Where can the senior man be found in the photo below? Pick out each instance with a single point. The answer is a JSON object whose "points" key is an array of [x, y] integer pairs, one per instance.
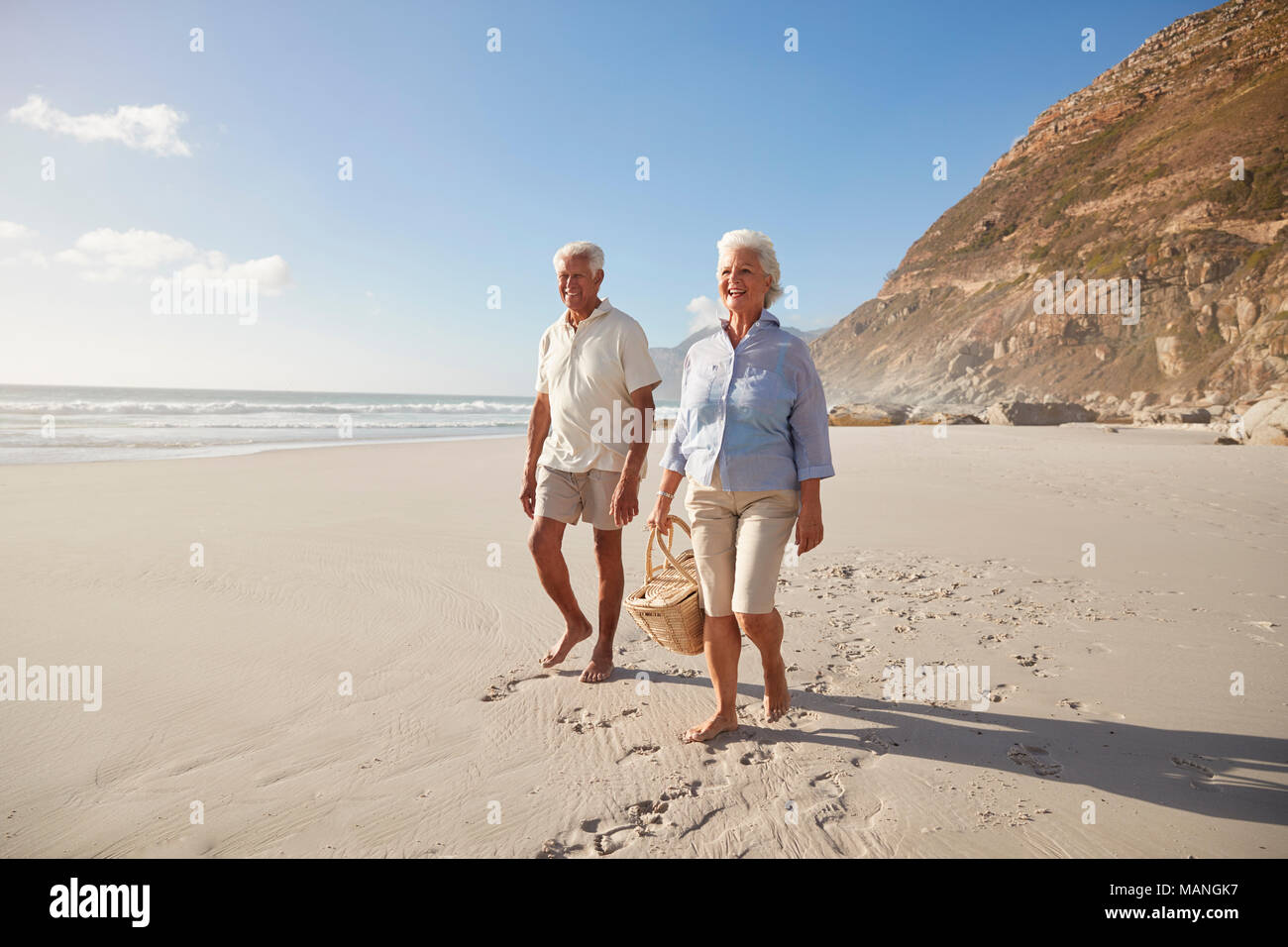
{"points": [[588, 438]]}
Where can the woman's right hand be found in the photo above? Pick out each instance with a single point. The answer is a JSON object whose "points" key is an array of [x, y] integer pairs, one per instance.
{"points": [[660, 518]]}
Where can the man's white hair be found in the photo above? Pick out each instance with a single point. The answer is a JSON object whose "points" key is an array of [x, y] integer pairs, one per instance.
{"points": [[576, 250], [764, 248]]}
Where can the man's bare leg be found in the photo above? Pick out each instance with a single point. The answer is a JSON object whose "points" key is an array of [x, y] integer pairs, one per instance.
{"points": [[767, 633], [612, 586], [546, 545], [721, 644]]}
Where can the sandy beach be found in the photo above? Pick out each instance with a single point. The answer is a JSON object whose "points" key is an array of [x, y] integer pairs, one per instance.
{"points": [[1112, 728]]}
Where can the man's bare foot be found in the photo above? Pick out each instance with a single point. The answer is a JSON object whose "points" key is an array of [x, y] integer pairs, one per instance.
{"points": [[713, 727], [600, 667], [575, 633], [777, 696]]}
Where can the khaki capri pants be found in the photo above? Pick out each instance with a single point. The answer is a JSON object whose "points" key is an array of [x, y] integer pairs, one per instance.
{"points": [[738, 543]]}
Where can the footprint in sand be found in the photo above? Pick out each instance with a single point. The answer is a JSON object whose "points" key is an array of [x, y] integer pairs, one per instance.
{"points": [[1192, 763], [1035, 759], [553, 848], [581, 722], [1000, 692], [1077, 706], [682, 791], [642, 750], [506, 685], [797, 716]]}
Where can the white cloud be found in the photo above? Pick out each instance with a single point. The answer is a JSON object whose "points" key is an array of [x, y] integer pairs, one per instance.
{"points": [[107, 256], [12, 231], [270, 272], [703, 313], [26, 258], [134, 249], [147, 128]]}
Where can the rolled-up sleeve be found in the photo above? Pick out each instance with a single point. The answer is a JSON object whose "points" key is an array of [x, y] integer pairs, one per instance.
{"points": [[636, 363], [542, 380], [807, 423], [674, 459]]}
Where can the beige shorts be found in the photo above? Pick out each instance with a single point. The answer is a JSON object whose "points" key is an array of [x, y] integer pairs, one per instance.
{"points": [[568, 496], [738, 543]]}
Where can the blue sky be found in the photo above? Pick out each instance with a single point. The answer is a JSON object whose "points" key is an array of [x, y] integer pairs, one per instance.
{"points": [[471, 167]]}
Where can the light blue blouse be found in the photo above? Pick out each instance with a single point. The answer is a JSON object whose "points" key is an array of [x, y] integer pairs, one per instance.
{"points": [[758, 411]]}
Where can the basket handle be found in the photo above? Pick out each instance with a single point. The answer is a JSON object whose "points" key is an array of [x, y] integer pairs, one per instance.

*Your objective*.
Rescale the lines from the one containing "Where can the blue" through the last line, inclusive. Rewrite them with their requests, multiplying every point coordinate in the answers by 1.95 and rounding to whole numbers, with halves rounded up.

*Written response*.
Where can the blue sky be found in the photo above? Pick out each instance with a single point. The answer is a JSON object whose "points" key is an array of [x, y] integer pairs, one per instance.
{"points": [[918, 326]]}
Where can the light blue blouse be found in the photo above? Pick out each instance with a single point. The answer is a JSON object whose "points" key is an array of [x, y] integer pairs, one per instance.
{"points": [[1478, 801]]}
Where can the basket handle be found in the photo above? Pick out each instance with a single point. The answer is a JSON object whose "points" key is an array of [x, y] integer pairs, one per instance.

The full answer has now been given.